--- OBJECTIVES ---
**A.** For each statement below, say yes or no depending on whether it agrees with the structure-matching thread, and quote the deciding words of the thread: (i) XtalFinder classifies the two Se structures as distinct; (ii) StructureMatcher assigns unique, stable identifiers to structure groups; (iii) AFLOW XtalFinder has no Python wrapper.
**B.** Retype the part of the structure-matching thread starting at "Pymatgen StructureMatcher.group_structures ==>" and ending at "for it too)".

Comparisons with Structure Matcher are less accurate — and at times qualitatively incorrect — due to conversions of structures to an “average lattice”11, matching significantly differing lattices with no penalty on the rms value. For example, Se (ICSD #104187, space group #229) and Se (ICSD #57181, space group #166) are classified as distinct by XtalFinder because the lattices are considerably dissimilar (ϵlatt = 0.15), consistent with the space groups. Despite having different symmetries, Structure Matcher inaccurately finds rms = 0 between the structures.

Also, using group_structures would probably be more efficient than my current implementation (unless I'm misinterpreting something), although it would require some refactoring to replace (or rather, reconstruct) the match matrix.

sgbaird commented 2 years ago

from internal discussion, by @kyledmiller

Pymatgen StructureMatcher.group_structures ==> (give it a group of cifs, it groups them by similarity)

Pro: More flexible, can associate structures which are very similar but with small, symmetry-breaking distortions

Con: Because of the aforementioned flexibility, matching corresponding Wyckoff sites between structures is nontrivial

Con: Doesn't assign unique/stable identifiers/to the structure groups

Con: This doesn't fit the purpose described by James very well unless you already have a set of all the known structures on hand

AFLOW XtalFinder --compare2database or --compare2prototypes ==> checks structure against various databases of isopointal prototypes (there's a python wrapper for it too)

Con: Less flexible, associated structures must be in the same space group, have the same occupied Wyckoff sites,

Pro: Wyckoff sites equivalencies within any given structural prototype group is built-in

Pro: Unique, stable identifiers (prototypes) assigned to the structure group

Comments

StructureMatcher

Pro: More flexible, can associate structures which are very similar but with small, symmetry-breaking distortions

For generative models, especially when symmetry isn't directly imposed, this seems like an important feature. Related: https://github.com/qzhu2017/PyXtal/issues/199. Forcing models to respect a given symmetry seems like a better route but a lot less straightforward. I don't think even CDVAE, which I consider state-of-the-art for crystal generative models, enforces symmetry explicitly.

--- GIVEN RECORDS ---
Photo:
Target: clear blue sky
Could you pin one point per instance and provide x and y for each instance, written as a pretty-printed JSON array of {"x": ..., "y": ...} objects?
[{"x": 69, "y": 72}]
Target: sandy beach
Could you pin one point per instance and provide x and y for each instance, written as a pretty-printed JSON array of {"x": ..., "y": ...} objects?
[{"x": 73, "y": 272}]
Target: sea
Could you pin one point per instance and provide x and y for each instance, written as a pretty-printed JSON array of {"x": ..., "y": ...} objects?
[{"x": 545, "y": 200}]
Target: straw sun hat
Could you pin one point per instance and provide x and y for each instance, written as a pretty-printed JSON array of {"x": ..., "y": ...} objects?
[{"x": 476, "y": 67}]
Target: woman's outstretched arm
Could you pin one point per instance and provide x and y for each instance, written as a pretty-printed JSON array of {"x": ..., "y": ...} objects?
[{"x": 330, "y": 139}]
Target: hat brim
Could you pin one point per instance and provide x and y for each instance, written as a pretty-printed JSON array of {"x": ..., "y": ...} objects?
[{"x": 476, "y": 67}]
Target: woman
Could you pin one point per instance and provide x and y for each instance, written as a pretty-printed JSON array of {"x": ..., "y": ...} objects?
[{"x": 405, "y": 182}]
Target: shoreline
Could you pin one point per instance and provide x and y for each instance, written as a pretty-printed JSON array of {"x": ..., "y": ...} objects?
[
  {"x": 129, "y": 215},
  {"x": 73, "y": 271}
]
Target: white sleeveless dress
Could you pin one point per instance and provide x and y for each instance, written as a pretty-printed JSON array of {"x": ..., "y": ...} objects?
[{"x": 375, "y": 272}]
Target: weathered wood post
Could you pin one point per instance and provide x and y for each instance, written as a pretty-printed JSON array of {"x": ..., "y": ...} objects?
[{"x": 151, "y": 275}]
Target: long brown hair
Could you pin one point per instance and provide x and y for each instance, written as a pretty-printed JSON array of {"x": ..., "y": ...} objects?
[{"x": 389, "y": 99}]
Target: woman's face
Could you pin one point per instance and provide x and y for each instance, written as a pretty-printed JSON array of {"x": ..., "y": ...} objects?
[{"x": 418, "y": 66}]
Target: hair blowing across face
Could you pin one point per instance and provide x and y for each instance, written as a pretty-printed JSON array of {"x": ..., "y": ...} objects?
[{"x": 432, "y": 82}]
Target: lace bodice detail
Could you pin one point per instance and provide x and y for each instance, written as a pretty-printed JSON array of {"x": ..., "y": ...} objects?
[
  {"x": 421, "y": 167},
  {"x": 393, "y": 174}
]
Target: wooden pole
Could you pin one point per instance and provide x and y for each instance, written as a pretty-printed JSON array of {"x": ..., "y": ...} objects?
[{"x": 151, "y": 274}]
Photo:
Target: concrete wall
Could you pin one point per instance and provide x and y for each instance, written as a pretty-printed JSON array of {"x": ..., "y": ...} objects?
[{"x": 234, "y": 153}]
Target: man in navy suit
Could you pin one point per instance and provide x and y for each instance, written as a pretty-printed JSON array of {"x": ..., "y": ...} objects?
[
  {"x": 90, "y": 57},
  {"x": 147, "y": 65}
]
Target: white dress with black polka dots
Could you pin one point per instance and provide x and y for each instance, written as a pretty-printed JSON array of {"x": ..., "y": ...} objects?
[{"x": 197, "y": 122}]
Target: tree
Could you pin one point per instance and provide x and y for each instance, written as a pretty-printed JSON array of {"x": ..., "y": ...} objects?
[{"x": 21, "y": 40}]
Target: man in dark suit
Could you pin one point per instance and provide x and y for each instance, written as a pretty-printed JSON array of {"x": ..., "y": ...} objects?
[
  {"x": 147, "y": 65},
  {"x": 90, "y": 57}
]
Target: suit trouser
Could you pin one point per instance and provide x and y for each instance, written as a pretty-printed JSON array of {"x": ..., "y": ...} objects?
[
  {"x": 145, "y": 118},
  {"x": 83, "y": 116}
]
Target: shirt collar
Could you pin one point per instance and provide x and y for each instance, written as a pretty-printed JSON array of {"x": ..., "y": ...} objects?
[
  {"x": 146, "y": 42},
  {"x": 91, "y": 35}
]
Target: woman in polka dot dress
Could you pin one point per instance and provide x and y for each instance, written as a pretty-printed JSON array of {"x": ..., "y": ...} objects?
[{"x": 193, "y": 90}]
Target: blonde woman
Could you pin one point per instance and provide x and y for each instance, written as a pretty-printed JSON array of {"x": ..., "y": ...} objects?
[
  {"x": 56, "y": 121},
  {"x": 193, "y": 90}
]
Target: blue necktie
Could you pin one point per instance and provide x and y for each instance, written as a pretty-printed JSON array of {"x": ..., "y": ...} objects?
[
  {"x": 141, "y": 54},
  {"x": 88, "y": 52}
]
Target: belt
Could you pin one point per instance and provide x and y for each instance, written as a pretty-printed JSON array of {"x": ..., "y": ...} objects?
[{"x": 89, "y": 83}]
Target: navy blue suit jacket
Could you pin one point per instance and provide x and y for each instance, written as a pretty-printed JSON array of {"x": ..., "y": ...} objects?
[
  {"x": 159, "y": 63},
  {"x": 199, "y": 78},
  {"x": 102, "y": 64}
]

--- RESULTS FOR THE EXERCISE ---
**A.**
(i) Yes: "are classified as distinct by XtalFinder because the lattices are considerably dissimilar"
(ii) No: "Doesn't assign unique/stable identifiers/to the structure groups"
(iii) No: "there's a python wrapper for it too"

**B.**
Pymatgen StructureMatcher.group_structures ==> (give it a group of cifs, it groups them by similarity)

Pro: More flexible, can associate structures which are very similar but with small, symmetry-breaking distortions

Con: Because of the aforementioned flexibility, matching corresponding Wyckoff sites between structures is nontrivial

Con: Doesn't assign unique/stable identifiers/to the structure groups

Con: This doesn't fit the purpose described by James very well unless you already have a set of all the known structures on hand

AFLOW XtalFinder --compare2database or --compare2prototypes ==> checks structure against various databases of isopointal prototypes (there's a python wrapper for it too)